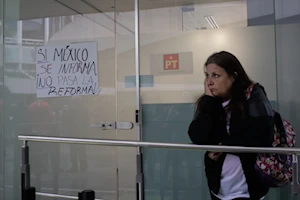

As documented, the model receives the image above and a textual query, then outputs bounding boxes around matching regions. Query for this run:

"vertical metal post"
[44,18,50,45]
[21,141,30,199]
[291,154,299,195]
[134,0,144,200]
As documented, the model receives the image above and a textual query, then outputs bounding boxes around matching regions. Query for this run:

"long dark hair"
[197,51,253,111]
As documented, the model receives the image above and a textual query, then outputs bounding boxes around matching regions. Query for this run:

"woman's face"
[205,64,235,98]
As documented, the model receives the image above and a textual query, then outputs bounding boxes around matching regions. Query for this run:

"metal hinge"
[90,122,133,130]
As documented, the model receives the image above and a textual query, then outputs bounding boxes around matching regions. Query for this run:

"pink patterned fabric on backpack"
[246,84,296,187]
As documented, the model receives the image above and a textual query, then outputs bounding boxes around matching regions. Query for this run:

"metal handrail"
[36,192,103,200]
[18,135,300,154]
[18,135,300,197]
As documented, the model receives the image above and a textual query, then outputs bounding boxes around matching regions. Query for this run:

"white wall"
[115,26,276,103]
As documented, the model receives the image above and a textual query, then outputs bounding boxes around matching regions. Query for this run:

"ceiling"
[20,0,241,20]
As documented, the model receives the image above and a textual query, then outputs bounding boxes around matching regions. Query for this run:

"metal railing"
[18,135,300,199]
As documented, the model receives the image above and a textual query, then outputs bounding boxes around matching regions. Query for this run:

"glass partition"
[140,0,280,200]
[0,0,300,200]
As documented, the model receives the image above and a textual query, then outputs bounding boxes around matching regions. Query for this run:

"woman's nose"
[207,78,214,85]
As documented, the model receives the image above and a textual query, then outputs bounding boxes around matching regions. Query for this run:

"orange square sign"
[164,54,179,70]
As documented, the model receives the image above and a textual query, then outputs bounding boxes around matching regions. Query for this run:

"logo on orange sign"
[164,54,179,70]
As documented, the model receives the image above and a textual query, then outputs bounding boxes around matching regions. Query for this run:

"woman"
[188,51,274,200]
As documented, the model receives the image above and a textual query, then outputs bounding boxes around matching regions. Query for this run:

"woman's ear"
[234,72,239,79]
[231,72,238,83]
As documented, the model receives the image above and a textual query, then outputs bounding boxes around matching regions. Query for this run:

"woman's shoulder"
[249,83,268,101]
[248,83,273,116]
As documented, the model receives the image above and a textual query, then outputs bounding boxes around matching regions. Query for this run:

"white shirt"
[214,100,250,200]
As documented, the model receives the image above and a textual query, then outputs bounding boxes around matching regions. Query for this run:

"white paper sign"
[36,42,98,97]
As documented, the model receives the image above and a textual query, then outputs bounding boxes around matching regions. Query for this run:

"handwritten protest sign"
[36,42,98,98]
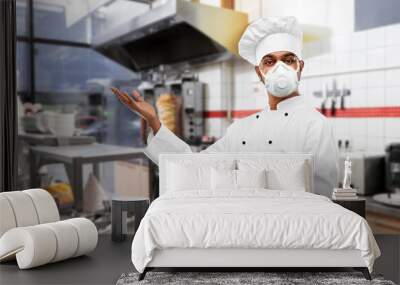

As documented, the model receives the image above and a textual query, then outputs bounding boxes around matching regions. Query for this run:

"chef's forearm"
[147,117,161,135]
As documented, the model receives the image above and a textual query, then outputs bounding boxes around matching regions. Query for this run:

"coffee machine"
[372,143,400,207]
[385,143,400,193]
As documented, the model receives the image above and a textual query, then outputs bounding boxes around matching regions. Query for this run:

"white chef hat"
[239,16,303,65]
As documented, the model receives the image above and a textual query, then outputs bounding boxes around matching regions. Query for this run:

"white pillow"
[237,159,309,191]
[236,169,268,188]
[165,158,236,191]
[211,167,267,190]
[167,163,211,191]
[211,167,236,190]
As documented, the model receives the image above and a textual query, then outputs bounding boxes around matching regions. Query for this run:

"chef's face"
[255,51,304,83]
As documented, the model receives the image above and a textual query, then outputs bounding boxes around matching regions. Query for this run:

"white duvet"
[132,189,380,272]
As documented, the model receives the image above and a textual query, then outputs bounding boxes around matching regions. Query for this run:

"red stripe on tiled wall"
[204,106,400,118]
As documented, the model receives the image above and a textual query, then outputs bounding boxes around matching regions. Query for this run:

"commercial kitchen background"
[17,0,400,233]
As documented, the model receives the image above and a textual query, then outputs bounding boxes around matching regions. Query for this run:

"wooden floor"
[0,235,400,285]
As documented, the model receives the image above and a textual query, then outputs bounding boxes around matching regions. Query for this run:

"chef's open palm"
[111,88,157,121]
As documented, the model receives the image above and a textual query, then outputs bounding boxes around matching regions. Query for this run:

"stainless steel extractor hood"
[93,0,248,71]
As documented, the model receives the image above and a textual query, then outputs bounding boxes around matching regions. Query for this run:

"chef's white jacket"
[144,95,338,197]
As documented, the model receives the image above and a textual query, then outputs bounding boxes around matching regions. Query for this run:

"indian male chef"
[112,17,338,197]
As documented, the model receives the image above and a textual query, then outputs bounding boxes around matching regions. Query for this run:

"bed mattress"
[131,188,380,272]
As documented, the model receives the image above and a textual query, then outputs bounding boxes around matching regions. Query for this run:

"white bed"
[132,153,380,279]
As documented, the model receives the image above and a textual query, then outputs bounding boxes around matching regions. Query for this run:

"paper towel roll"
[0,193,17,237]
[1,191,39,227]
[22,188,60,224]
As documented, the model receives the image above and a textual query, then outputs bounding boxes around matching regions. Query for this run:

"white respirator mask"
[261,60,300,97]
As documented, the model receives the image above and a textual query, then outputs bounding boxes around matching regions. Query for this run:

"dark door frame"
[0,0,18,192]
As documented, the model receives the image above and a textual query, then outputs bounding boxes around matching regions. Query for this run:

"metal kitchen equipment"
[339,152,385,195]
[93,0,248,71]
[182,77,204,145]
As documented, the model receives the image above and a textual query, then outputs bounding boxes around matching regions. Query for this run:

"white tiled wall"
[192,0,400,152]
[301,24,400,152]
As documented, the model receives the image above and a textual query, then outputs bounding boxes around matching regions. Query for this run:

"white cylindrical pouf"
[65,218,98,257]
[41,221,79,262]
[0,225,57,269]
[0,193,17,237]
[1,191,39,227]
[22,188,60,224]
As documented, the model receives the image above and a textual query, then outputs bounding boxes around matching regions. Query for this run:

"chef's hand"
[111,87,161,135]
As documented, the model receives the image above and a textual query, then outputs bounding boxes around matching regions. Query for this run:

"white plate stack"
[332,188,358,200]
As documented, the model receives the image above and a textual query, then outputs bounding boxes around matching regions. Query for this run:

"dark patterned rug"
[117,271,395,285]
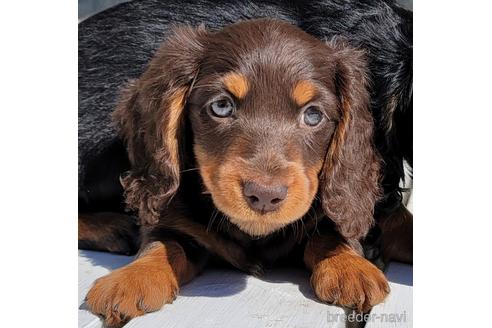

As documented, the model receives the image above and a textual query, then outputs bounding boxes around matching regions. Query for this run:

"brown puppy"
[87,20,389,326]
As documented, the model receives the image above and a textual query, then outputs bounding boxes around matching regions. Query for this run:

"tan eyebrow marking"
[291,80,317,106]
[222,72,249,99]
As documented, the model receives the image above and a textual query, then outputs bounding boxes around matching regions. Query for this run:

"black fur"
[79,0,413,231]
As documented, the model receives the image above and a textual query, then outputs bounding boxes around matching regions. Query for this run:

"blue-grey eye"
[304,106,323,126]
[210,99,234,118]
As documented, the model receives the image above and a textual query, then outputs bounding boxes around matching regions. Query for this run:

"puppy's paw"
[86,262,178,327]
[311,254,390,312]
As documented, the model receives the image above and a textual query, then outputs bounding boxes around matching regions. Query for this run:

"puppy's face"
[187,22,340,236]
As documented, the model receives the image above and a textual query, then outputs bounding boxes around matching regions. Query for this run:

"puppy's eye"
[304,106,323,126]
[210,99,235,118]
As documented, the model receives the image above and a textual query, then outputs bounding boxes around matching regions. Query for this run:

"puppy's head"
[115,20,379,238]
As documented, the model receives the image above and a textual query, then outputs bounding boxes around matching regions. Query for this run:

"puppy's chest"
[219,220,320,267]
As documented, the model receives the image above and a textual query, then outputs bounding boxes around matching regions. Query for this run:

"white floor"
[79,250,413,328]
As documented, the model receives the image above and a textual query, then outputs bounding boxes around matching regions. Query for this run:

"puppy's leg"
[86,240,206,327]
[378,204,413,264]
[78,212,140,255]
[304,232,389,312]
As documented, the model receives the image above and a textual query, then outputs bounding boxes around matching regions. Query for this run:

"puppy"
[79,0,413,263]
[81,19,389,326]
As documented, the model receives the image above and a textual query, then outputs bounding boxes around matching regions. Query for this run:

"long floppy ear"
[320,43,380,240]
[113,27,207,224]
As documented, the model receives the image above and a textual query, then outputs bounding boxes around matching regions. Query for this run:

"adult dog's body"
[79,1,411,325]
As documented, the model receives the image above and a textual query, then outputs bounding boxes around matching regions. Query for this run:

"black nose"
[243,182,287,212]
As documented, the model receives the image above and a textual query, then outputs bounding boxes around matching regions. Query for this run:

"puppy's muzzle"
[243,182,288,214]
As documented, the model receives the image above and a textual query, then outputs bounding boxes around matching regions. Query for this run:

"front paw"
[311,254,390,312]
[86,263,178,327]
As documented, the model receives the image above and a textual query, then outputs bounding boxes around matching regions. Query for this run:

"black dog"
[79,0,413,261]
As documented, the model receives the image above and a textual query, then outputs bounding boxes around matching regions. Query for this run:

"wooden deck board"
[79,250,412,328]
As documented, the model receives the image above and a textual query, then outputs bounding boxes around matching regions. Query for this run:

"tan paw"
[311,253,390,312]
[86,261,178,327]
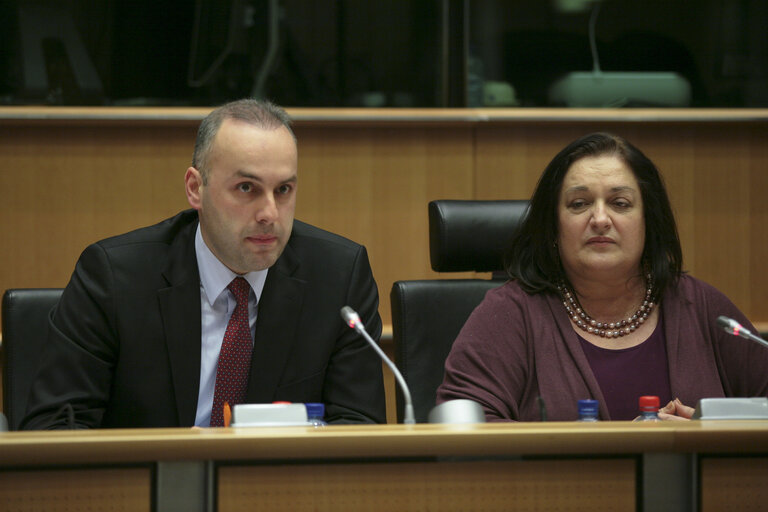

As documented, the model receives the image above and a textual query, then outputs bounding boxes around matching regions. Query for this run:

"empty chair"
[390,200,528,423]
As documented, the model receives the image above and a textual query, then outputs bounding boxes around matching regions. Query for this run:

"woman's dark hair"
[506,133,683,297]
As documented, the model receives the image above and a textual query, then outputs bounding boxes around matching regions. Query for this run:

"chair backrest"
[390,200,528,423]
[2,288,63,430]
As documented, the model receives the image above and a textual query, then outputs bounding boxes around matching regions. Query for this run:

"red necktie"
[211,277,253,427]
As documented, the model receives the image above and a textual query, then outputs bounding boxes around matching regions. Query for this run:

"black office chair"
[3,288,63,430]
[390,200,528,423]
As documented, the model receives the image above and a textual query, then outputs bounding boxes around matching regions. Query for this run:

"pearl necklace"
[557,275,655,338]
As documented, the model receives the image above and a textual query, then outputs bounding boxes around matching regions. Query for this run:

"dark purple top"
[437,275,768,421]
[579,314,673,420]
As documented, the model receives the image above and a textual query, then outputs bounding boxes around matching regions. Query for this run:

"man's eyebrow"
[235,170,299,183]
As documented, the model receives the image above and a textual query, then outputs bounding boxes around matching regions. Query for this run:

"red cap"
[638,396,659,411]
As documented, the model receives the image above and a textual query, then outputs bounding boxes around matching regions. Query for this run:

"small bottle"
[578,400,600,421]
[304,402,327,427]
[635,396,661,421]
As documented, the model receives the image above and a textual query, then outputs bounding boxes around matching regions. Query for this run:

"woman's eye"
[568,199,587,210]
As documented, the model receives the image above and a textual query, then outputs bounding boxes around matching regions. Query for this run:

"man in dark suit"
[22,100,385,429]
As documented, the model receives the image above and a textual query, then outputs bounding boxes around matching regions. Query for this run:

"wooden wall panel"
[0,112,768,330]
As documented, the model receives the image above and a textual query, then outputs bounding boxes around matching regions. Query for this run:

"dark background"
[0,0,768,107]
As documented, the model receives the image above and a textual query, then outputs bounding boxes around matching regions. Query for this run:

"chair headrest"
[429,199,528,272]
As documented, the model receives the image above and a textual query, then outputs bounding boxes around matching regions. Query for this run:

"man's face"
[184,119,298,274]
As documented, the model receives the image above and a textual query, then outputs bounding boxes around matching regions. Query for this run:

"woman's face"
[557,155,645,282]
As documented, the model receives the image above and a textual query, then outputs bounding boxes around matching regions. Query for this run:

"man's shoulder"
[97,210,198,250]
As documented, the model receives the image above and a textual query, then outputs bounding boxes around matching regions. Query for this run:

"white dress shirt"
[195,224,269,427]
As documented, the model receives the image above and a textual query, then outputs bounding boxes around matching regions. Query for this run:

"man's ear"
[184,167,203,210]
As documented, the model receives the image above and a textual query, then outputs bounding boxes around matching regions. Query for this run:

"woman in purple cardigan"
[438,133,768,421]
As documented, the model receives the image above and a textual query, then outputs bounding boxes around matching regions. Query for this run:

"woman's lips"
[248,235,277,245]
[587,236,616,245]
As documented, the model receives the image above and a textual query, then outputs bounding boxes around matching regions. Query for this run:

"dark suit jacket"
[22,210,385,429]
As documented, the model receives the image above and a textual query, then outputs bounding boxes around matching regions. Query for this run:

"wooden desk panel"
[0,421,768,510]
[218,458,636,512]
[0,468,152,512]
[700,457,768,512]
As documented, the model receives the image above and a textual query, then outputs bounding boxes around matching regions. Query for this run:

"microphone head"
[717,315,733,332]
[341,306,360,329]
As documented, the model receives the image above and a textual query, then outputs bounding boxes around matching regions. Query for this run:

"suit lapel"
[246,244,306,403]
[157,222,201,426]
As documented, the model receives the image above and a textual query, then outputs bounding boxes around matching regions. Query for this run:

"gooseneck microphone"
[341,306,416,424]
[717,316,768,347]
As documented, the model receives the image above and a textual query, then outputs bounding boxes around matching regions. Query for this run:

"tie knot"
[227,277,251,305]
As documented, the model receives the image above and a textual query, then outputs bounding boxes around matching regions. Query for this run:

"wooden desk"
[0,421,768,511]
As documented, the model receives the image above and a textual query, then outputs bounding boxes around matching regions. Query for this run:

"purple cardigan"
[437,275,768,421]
* * *
- _WHAT IS EXPECTED_:
Copy the records word for word from their start through the line containing "[197,51,253,111]", and leave the pictures out.

- _REPLY TO THE TASK_:
As documented, the model receives the image above and a textual query, then outputs bounding boxes around matching regions. Query for this run:

"vertical metal post"
[44,18,50,45]
[21,141,30,199]
[291,154,299,195]
[134,0,144,200]
As documented, the model receives the image above and a textual query, then outputs bounding boxes around matching regions. Query for this run:

"long dark hair"
[197,51,253,111]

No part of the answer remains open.